• _Task directions_:
Each of the records must appear again, exactly as it was written.

Records contained in a dataset:
◇ ◇ ◇ ◇ ◇

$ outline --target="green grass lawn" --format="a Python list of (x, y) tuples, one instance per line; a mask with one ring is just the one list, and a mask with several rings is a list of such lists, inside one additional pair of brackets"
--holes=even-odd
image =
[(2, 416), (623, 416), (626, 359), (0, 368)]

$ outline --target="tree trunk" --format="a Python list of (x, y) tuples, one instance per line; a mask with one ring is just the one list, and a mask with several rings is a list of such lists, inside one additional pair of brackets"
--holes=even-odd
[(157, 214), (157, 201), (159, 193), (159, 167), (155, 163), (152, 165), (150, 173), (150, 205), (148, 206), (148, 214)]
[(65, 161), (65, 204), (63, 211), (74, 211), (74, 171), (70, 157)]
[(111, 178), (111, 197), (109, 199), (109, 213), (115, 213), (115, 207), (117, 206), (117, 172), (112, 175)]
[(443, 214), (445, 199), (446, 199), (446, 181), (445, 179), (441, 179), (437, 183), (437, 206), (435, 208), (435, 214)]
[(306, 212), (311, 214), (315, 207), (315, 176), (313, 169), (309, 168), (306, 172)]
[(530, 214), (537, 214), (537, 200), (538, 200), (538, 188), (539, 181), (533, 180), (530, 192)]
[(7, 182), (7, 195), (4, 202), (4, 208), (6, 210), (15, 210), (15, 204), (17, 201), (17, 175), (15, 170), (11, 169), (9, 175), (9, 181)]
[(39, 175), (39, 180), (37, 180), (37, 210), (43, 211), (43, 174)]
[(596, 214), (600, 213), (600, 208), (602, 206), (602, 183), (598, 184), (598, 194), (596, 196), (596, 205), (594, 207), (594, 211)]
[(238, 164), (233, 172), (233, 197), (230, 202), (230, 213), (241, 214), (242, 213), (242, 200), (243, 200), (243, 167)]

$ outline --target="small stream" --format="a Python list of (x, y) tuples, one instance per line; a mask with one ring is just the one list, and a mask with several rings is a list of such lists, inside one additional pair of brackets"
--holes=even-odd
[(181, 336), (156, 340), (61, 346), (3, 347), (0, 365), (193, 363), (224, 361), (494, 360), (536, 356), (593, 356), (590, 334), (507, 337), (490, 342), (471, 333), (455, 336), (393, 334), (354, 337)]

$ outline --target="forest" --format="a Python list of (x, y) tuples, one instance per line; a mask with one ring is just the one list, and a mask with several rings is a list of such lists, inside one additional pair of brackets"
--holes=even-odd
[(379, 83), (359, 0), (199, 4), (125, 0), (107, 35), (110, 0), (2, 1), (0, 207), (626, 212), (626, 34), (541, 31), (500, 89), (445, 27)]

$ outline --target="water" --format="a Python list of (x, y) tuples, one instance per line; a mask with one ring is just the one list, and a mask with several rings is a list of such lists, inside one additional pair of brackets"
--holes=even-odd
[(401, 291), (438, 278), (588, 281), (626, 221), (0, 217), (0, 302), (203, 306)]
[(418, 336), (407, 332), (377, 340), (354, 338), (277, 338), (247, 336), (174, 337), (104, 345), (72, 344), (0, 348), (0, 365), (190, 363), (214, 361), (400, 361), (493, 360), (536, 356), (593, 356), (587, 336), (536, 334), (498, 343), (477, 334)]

◇ ◇ ◇ ◇ ◇

• _Result of the task_:
$ outline --target="green grass lawn" --format="a Python list of (x, y) tuples, one instance per line; a mask with one ring is just the one list, and a mask with several rings is a list of such lists, inside one additional pair of brackets"
--holes=even-odd
image =
[(2, 416), (623, 416), (626, 359), (0, 368)]

$ outline --target="tree trunk" --format="a Python list of (x, y) tuples, one instance per line; a mask with one ring is just the one list, and a mask with several rings is a list of such lists, inside one additional pair of brackets"
--holes=even-odd
[(157, 214), (157, 201), (159, 193), (159, 167), (155, 163), (152, 165), (150, 173), (150, 205), (148, 206), (148, 214)]
[(65, 161), (65, 204), (63, 211), (74, 211), (74, 171), (70, 157)]
[(111, 178), (111, 197), (109, 199), (109, 213), (115, 213), (115, 207), (117, 206), (117, 172), (112, 175)]
[(443, 214), (445, 199), (446, 199), (446, 181), (445, 179), (441, 179), (437, 183), (437, 206), (435, 208), (435, 214)]
[(306, 212), (311, 214), (315, 207), (315, 176), (313, 169), (309, 168), (306, 172)]
[(530, 214), (537, 214), (537, 200), (538, 200), (538, 188), (539, 181), (533, 180), (530, 192)]
[(7, 182), (7, 195), (4, 202), (4, 208), (6, 210), (15, 210), (15, 204), (17, 201), (17, 175), (15, 170), (11, 169), (9, 175), (9, 181)]
[(39, 175), (39, 180), (37, 180), (37, 210), (43, 211), (43, 174)]
[(596, 214), (600, 213), (600, 208), (602, 206), (602, 183), (598, 184), (598, 194), (596, 196), (596, 205), (594, 207), (594, 211)]
[(238, 164), (233, 172), (233, 197), (230, 202), (230, 213), (241, 214), (242, 213), (242, 200), (243, 200), (243, 167)]

$ outline --target="small stream" --format="a Python list of (x, y) tuples, one instance per line; a mask with one ring is just the one list, and a mask with several rings is a list of such lists, inside one additional pair of brackets"
--holes=even-odd
[(181, 336), (156, 340), (61, 346), (3, 347), (0, 365), (193, 363), (224, 361), (494, 360), (536, 356), (593, 356), (590, 334), (507, 337), (490, 342), (471, 333), (455, 336), (393, 334), (354, 337)]

$ outline --target="forest" --format="a Python list of (x, y) tuples, one instance per line; a mask with one ring is just the one list, and a mask with several rings is a list of such lists, inside one additional pair of brackets"
--holes=even-odd
[(379, 83), (359, 0), (199, 4), (125, 0), (107, 35), (110, 0), (2, 1), (0, 207), (626, 212), (626, 34), (541, 31), (500, 89), (445, 27)]

$ outline --target="water" --format="a Python list of (x, y) tuples, one instance per line; a mask with one ring is just the one list, and a mask with several rings is a list of such lists, inside one additional pair of brackets"
--holes=even-odd
[(401, 291), (438, 278), (588, 281), (626, 221), (0, 217), (0, 302), (203, 306)]
[(418, 336), (407, 332), (377, 340), (354, 338), (277, 338), (247, 336), (174, 337), (104, 345), (72, 344), (0, 348), (0, 365), (190, 363), (214, 361), (400, 361), (493, 360), (536, 356), (593, 356), (587, 336), (536, 334), (498, 343), (477, 334)]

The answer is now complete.